- Цель: Продолжите интервью с Александром Збруевым о переменах в «Ленкоме», начав сразу после последней реплики.

- Предоставленный отрывок:
+ + + +
Коллекция. Караван историйЗнаменитости
Александр Збруев: "Кто-то считал, что я хожу по краю"
Я вел двойную жизнь. Своим пацанам во дворе боялся признаться, что обожаю театр. Поступление в "Щуку" оказалось переломным моментом в моей судьбе. Театр спас меня от многих бед.
Александр Викторович, в «Ленкоме» бурная и непредсказуемая жизнь. Недавно главным режиссером театра стал Алексей Франдетти. Ему всего 38 лет. Мне это назначение показалось неожиданным, но я же человек со стороны, могу чего-то не знать.
— У меня было похожее ощущение, когда это объявили. О Франдетти я знаю только то, что написано в интернете и что у него музыкальные приоритеты. Нам его представили в конце сезона. Он пришел первый раз, когда Антон Яковлев сдавал «Последний поезд». Этим спектаклем в сентябре «Ленком» открывает новый сезон. А отдельно с артистами Франдетти не встречался, не знакомился. Наверное, сделает это позже. Лучше бы, конечно, режиссеру, который не очень хорошо знает театр, смотреть спектакли, в которых играют артисты. Это и есть идеальное знакомство. Потому что в жизни человек может производить совершенно другое впечатление, нежели на сцене.
— Какие у вас ощущения во время перемен?
— Трудно сказать. Сейчас, кстати, не только в «Ленкоме» перемены. Были периоды стабильности, когда все шло своим чередом, не спотыкаясь. А за последние года три в театре вообще, не только в нашем, серьезные изменения. Во многих коллективах меняются состав труппы и руководители. Порой назначают не тех, кого нужно. Ну, а кого назначили, держатся недолго, потому что не удовлетворяют коллективы. Тут идет вполне естественная реакция — выставление локтя: нет, нет, варяг нам не нужен.
Хорошо, если бы приходил режиссер со своим портфелем и видением художественного направления в театре. Предложил бы какую-то новую жизнь труппе. Тогда бы все шло естественно и мы сами сказали бы: спасибо, что вы к нам пришли, мы рады с вами работать и хотели бы, чтобы вы продолжали свои начинания.
Конечно, когда в коллектив приходит талантливый человек, обязательно появляется группа людей не очень довольных, потому что им удобно идти по протоптанным дорожкам. Вообще, талантливый человек неудобен. Все новое очень сложно и трудно принимают.
— Яркий этому пример — Константин Богомолов, которого в «Ленкоме» не приняли.
+ + + +
- Извлечённые записи:
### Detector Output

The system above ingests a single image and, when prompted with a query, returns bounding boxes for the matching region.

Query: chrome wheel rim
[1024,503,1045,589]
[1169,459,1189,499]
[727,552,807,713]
+ + + +
- Готовое решение:
— Я смотрел недавно его новые замечательные спектакли — «Таня» и «Гамлет in Moscow». Видел то, что он делает вообще с репертуаром в Театре на Бронной, который ему доверили. Там, например, прекрасно работает Александр Молочников. Этот театр живет и выпускает много интересных работ. И те актеры, которые работают с Богомоловым, очень довольны. Костя идет своей дорогой.
А еще есть необыкновенный Дмитрий Крымов. Недавно я посмотрел в театре Фоменко спектакль, от которого просто обалдел, опупел — «Моцарт «Дон Жуан». Генеральная репетиция». Он абсолютно сбил меня с ног. Это то самое новое, что хотелось бы потрогать, испытать. Крымов, как Леонардо да Винчи. Он художник и по профессии, и по своей сути. У него еще такая родословная, которая ему дала очень, очень много. Отец — режиссер Анатолий Васильевич Эфрос, мама — театровед Наташа Крымова. Когда он начал заниматься режиссурой, шел через восприятие, которое в него заложено генетически.
Вот что такое художник? Художник ставит перед собой мольберт, перед ним краски, и он не думает о публике, он просто выражает свои чувства, свои эмоции на полотне. А купят, не купят — он об этом не думает. Такое ощущение у меня от работы Крымова — сцена перед ним как мольберт, и он создает тот самый портрет спектакля, на который мы приходим и который нас всех объединяет. Публика рвется на его постановку, потому что это необыкновенно талантливо.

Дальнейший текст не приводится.